Start of TEXT EXTRACT
Thanks for a clear and concise course! I just followed your noon site instructions with a cheap plastic sextant and got within 3.1 nm of my true position on the first try! Well done!!
Hey Chris, I Just wanted to say thank you for creating this video series. I am a novice at celestial navigation, but am going on a sailing trip to the Bahamas soon and I hope to be able to apply some of the things you have taught.
So I tried taking readings earlier this month using a training sextant. I was shooting from deck 9 or 10 depending on the direction of sail (North or south). Talking to the ship's Chief Engineer I was able to learn that the bridge (deck 8) was 30m above the water and deck 10 was 40m. Adding my eye's height (approimatly 5 ft) I came up with a Height of eye of approximately 116 - 137 ft above the water. Not finding those values in my version of the Almanac, I found the equation DIP = 0.97 * square root of Height above water. Using the SD for the sun, not the correction, I was still within 6 minutes of latitude every time (except day one in which I forgot to subtract it from 90 degrees and plotted us off the coast of Nova Scotia (after a days sail south of Miami.)
Not sure it's a good idea to start a course on celestial navigation with the sextant. Many people think that when you look through the sextant then - hey presto! - you know your position. Better to start with the notion of a position line or circle by looking up at a lighthouse whose height is known, and then working out the distance to it. Next, the "ground position" of a star or planet. Then the spherical triangle and the calculations in summary and finally the sextant altitude or angle. The precision and corrections can then be added once the basics have been grasped.
Thanks for your opinions, totally a valid way to go! When I teach in the classroom, that's very similar to how I organize it. When I teach underway, especially with college kids, my order of operations (just like the series) is sextant, noon site (an easy win), how to make the noon site better (IC, DIP, Alt), and then give the theory - where most of them fall asleep haha. Thanks for your time and have a good day, sail safe!
@@NavigationTraining Good to hear from you! I have shown kids a clinometer (good to only one degree) and a sighting compass and we do a very rough sunshot roundabout noon. They are astonished at how good a position that can give. Then I focus on those who showed real interest and we try doing the calculations for an angle and bearing of a planet to identify which one it is from the almanac. If they get that far, I then introduce the sextant. As I'm land-based, this part has to be done with a so-called artificial horizon, a bowl of cooking oil! Don't sail anymore but want to show how astro works and a purpose to maths and geometry. Stay safe!
Excellent series!!! I'm retired, very new to sailing and need to learn this skill as autopilots always break, eventually...I didn't understand whether you ADD or SUBTRACT the MAIN CORRECTION --- please clarify for me....
Hi Don, the main correction would be added for lower limb observations and subtracted for upper limb observations. So if you bring the sun to the horizon like in the video, with the lower limb on the horizon, you would always add the main correction. The main correction accounts for semi-diameter of the sun (the thickness from the lower limb to the center) and for atmospheric refraction. Good luck!
End of TEXT EXTRACT
Start of GIVEN ENTRIES
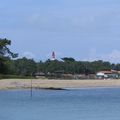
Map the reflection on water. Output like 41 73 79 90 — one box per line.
0 88 120 120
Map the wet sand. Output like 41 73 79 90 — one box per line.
0 79 120 90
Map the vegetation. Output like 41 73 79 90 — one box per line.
0 39 120 78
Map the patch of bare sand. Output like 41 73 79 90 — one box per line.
0 79 120 89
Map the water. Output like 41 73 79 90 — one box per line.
0 88 120 120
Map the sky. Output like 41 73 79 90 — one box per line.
0 0 120 63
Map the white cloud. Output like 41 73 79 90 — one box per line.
22 52 35 59
101 50 120 63
84 49 120 63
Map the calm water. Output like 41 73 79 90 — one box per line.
0 88 120 120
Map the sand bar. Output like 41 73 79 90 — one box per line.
0 79 120 90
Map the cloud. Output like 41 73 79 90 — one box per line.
22 52 36 59
83 49 120 63
101 50 120 63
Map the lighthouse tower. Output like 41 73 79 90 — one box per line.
51 52 55 60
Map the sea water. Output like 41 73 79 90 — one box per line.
0 88 120 120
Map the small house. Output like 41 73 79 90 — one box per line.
96 71 119 79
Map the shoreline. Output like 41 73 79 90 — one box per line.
0 79 120 90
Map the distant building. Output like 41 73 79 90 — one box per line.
96 70 119 79
51 51 55 61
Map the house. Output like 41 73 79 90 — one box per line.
End of GIVEN ENTRIES
Give a continuation of the celestial navigation comment thread, starting right after its last comment.

- EXERCISE OUTPUT -
Chris, thank you for posting these videos. I have no need for these calculations but watched them because I enjoy learning new things. I assume the long (GHA). calculation starting at 7:28 in your video is also taken at the noon shot, the sun directly at the apex of its observed arc? This would have the sun on your longitude, knowing GMT the almanac provides position and local time has no bearing on these calculations.
Hello Chris, brilliant series, thank you. Just wish the UK had beautiful sailing waters like where you shot the videos. I've come across a typo error at around 6 minutes 15secs into the video. You were describing the d number correction for 50 minutes, which came to +.8'. There's a screen shot showing the corrected declination of 18 29.4, should be 08 29.4 Regards Stu
I stumbled onto your video series by chance. I don't know anything about celestial navigation but it seems very interesting. I'm curious, it seems your sextant isn't secured (tethered) in any way, so how do keep from losing it overboard?
+Jeff C Hi Jeff- thanks for bringing that up, it is always a good idea to secure your sextant with a wrist strap or neck harness if possible when underway. So far I've been lucky! But you are right I should use a tether. Thanks!
Hey Nicholas - I thought I had responded to this, sorry if not…In general as long as the index error is fairly low (less than 5 minutes), I tend to leave it in the sextant…it becomes a known error that I can account for. I have another (old, non-flamed) sextant with a larger error that I do correct from time to time, but every time I do it kind of freaks me out a bit to be messing with it, don't want to strip the screws etc etc. So if I can avoid it I do! Thanks again, take it easy,
Good question - with 24 hours in the day and 24 time zones, and 360 degrees in a circle, each time zone is 15 degrees wide. So technically you would adjust your clocks as you move from zone to zone - however you can set the clock to anything convenient. For instance on some of my journeys we only adjust the clock at the beginning or end of the trip to avoid confusion on watches. So you just need to be aware of what time zone you are "observing." Standard meridians are located every 15 degrees outward from Greenwich. Hope that helps!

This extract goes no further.